** REQUIREMENT A **
Report how many lines in the rows contain the word "wheel", giving only that number.

** TEXT BLOCK **
By Thomas D’Agostino
WEBSTER - Oxford Town Manager Joseph M. Zeneski and Board of Selectmen Chair Jennie L. Caissie addressed the Webster Board of Selectmen on Monday April 23 to discuss the Inter-Municipal Agreement between the two towns in regard to sewer hookup. The contract is for Oxford residents to have the ability to tie into Webster’s wastewater management system. As customers they would pay for the service but cannot sell it to another municipality.
Dudley asked Oxford for a possibility to tie into the system. The Webster Board of Selectmen clearly stated that Oxford does not have the authority to sell the service to another municipality. “We clearly stated that you cannot do that (make an agreement with Dudley). So I don’t know how you went into an agreement by doing that.” Chairman Walter Ricci stated.
The Webster Board of Selectmen and Oxford officials amended some of the language in the original IMA agreement to state that Oxford can only use the facility for wastewater generated in Oxford. This amendment makes sure that if Dudley wants to use Webster’s facility, it must go through Webster. According to Mr. Zeneski, only a few Dudley residents wanted to connect to the system.
In other business, Dore and Whittier Architects, Inc. presented the board with an update on the new Park Avenue Elementary School. The present school is fifty years old and not only 23 per cent undersized, but the whole infrastructure has outlived its useful life. The heating and ventilation are outdated, the roof leaks, the building has no fire sprinkler system, and the operational costs are high due to inefficient and faulty systems.
The present grade structure is also a factor. Webster presently has a K-2 elementary school, 3-6 middle school and 7-12 senior high school. Superintendent Dr. Gregory M. Ciardi addressed the board, “These grade level configurations are very unusual.” Mr. Ciardi also stated, “We are fixing the school system at the same time we are fixing the school.”
Ninety eight percent of people surveyed on the subject stated they wanted a K-4, 5-8 and 9-12 grade structure configuration. Dr. Ciardi stated, “What this project does, it not only fixes a building problem, it creates an opportunity for a grade structure. It makes educational sense, it makes child development sense, and in fact represents what ninety eight percent of us wanted, those surveyed, wanted.”
At present, state reimbursement would cover a projected 77.9% of the cost leaving the town with about $15.9- 17.4 million dollars in out-of- pocket costs. If the voters choose not to have the new school built, the repairs to the present school would not be funded at all by the state and would total about 19.8 million dollars. This would only address necessary repairs, and the school would still need replacing. If Webster does not move forward with the project the current agreement with the state will expire and the community will lose funding.
Finance Committee Chairman Michael Finamore addressed the board in regard to informing the public that this is one of four building projects the citizens of Webster will be paying for. The police and fire stations were already approved, Bay Path School is the third and the Park Avenue School is the fourth. The Bay Path Article is on the warrant for the May 14 Annual Town Meeting. Mr. Finamore stated that he is all for the new school but just wants to make sure the voters are aware of what these projects will cost them. Mr. Finamore said, “We are not anti-school. What I’m bringing forward is the figures that it’s going to cost an average citizen in the Town of Webster that owns a house.”

Excerpts from point annotation data:

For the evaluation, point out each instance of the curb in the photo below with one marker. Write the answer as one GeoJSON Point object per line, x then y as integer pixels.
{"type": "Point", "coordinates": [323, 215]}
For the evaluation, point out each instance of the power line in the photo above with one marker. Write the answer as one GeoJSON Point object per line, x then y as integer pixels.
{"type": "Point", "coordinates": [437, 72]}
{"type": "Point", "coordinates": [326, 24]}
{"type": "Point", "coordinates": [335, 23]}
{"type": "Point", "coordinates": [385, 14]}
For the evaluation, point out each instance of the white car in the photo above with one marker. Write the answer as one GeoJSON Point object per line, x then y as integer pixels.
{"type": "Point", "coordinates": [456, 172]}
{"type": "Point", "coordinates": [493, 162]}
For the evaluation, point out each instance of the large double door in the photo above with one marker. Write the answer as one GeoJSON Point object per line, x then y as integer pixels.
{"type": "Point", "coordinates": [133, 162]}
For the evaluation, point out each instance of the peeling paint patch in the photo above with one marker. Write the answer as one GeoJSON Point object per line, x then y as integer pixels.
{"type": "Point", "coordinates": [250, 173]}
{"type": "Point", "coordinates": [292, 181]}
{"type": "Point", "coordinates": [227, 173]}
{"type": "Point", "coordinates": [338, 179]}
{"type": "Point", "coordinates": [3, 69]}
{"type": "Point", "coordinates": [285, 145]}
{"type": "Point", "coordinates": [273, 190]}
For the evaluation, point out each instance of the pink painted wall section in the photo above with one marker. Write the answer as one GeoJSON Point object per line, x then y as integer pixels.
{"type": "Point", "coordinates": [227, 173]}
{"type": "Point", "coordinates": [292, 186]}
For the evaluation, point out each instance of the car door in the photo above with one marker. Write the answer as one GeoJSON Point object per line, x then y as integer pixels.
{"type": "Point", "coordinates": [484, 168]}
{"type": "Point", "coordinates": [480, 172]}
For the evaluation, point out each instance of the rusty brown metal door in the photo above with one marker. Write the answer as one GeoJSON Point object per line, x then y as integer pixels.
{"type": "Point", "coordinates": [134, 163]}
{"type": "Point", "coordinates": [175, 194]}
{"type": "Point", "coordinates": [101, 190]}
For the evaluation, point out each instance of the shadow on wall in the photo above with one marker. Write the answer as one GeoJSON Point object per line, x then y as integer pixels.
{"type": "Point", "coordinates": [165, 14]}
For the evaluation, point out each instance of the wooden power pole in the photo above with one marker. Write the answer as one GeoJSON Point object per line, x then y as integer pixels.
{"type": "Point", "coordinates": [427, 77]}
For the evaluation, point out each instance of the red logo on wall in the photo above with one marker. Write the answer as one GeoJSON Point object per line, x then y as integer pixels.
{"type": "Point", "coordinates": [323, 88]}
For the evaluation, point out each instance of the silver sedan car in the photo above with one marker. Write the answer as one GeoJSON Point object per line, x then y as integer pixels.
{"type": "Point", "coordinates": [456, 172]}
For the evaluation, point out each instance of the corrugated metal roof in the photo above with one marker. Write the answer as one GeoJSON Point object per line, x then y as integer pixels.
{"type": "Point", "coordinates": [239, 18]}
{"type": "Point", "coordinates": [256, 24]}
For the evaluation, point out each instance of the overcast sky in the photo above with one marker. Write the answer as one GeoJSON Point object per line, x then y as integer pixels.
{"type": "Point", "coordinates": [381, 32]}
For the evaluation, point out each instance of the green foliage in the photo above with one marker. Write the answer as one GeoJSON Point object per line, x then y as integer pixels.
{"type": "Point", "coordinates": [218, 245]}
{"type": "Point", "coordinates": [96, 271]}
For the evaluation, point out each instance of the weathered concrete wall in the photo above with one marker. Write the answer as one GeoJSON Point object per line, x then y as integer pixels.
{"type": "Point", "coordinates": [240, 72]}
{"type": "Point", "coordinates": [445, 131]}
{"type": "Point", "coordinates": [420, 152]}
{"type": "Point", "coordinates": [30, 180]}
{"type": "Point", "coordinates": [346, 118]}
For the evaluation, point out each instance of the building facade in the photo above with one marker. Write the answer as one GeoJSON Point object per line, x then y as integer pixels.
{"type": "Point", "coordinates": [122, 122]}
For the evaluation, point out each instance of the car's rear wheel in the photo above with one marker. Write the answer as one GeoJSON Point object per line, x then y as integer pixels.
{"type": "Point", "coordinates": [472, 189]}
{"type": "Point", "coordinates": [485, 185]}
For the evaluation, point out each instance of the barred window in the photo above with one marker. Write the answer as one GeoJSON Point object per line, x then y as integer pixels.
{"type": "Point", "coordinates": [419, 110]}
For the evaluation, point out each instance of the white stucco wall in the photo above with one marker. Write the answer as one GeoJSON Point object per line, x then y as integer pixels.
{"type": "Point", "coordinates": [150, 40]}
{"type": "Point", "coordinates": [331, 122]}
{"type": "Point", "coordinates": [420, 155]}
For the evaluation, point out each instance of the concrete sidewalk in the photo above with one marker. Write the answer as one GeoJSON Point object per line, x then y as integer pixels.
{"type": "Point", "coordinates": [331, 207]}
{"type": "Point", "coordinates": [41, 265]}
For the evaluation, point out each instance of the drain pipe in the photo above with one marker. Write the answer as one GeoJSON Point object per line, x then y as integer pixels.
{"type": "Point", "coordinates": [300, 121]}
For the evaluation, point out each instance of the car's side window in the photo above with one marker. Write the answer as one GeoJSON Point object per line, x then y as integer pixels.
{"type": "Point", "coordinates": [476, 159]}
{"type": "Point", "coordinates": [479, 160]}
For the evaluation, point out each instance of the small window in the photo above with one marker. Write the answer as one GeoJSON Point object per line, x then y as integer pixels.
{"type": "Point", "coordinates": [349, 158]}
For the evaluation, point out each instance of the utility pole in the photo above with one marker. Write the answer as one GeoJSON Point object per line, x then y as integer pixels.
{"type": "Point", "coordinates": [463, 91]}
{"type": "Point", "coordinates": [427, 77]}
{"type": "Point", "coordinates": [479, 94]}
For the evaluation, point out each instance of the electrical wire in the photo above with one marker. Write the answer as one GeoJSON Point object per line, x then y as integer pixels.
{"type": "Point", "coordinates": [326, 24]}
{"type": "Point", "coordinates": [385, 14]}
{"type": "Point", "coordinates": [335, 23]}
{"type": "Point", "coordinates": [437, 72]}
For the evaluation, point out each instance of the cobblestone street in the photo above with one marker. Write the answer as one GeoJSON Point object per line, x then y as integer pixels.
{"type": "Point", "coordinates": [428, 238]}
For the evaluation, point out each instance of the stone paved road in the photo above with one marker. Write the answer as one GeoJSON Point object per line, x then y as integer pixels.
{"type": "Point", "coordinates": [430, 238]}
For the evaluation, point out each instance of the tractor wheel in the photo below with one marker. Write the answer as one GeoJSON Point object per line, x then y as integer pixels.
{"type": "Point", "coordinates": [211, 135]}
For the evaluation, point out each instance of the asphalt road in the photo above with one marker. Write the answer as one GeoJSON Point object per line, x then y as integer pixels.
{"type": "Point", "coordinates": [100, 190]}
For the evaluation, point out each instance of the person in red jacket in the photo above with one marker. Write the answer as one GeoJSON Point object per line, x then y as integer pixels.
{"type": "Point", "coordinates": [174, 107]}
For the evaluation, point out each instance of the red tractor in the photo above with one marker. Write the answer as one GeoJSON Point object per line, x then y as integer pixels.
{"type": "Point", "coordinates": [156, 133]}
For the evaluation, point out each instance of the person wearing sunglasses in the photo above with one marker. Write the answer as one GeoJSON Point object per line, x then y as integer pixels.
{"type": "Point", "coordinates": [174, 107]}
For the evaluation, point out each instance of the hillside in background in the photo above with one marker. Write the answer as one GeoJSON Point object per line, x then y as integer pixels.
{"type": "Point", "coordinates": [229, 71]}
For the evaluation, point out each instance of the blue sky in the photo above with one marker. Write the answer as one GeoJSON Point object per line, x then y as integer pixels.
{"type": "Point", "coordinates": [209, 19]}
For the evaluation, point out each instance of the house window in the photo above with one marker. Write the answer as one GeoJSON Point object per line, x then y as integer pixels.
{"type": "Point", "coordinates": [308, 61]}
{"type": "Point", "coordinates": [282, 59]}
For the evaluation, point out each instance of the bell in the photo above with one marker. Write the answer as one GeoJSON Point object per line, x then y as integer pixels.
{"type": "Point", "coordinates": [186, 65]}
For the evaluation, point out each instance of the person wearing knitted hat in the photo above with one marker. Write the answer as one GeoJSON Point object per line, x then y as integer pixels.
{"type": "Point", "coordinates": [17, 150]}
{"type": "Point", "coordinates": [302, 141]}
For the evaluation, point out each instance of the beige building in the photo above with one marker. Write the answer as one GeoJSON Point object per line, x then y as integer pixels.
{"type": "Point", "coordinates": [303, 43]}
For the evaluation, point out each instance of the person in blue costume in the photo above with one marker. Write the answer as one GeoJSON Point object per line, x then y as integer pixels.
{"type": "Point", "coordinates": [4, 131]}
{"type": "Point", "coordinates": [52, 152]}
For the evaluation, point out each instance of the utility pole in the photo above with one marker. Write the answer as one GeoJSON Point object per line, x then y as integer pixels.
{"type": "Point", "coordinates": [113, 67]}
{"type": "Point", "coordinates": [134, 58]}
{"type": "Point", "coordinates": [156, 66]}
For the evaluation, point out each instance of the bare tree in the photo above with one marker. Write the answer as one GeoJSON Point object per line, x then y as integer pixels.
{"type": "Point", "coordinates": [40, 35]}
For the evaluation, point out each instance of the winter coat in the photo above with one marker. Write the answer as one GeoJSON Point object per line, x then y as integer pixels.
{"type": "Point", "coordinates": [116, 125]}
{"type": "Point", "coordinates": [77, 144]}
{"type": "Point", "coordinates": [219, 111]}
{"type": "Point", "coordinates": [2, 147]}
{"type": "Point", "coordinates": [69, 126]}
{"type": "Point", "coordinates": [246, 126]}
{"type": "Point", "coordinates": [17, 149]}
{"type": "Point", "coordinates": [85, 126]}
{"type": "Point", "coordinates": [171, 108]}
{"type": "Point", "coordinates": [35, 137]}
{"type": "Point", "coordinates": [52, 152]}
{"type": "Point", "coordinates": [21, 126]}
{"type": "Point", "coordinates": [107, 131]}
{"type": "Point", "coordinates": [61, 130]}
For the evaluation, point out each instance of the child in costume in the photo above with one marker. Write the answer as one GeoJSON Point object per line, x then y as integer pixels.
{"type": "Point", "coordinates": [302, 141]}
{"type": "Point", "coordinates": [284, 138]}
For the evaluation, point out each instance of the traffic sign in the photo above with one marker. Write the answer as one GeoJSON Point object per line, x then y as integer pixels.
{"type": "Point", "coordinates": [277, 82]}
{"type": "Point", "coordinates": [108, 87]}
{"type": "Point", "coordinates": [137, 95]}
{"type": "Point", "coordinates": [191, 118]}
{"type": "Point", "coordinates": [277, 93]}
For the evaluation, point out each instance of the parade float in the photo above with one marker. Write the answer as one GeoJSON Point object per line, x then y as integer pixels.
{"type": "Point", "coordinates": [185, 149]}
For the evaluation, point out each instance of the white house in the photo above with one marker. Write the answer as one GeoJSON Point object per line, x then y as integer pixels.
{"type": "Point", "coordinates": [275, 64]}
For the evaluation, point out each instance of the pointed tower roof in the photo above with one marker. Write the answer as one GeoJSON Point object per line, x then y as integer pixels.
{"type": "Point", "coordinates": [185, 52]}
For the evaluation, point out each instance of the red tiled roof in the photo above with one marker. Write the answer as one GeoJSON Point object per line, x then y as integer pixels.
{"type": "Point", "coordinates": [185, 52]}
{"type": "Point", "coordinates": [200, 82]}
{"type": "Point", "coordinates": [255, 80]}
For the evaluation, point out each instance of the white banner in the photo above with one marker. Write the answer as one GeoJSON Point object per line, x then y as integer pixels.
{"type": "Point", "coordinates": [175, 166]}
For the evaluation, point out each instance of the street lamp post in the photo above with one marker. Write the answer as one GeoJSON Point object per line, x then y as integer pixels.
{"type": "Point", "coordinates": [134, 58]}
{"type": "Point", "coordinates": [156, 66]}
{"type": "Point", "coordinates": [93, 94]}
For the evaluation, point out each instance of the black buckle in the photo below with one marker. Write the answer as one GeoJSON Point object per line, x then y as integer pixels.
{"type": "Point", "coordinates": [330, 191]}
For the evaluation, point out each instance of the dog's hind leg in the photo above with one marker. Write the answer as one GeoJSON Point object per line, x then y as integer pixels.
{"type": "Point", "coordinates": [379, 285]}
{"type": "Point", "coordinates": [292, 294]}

** REQUIREMENT B **
Rewrite the article's passage starting at "In other business, Dore" and ending at "and faulty systems.", substituting "ceiling" for "roof".

** EXERCISE RESULT A **
2

** EXERCISE RESULT B **
In other business, Dore and Whittier Architects, Inc. presented the board with an update on the new Park Avenue Elementary School. The present school is fifty years old and not only 23 per cent undersized, but the whole infrastructure has outlived its useful life. The heating and ventilation are outdated, the ceiling leaks, the building has no fire sprinkler system, and the operational costs are high due to inefficient and faulty systems.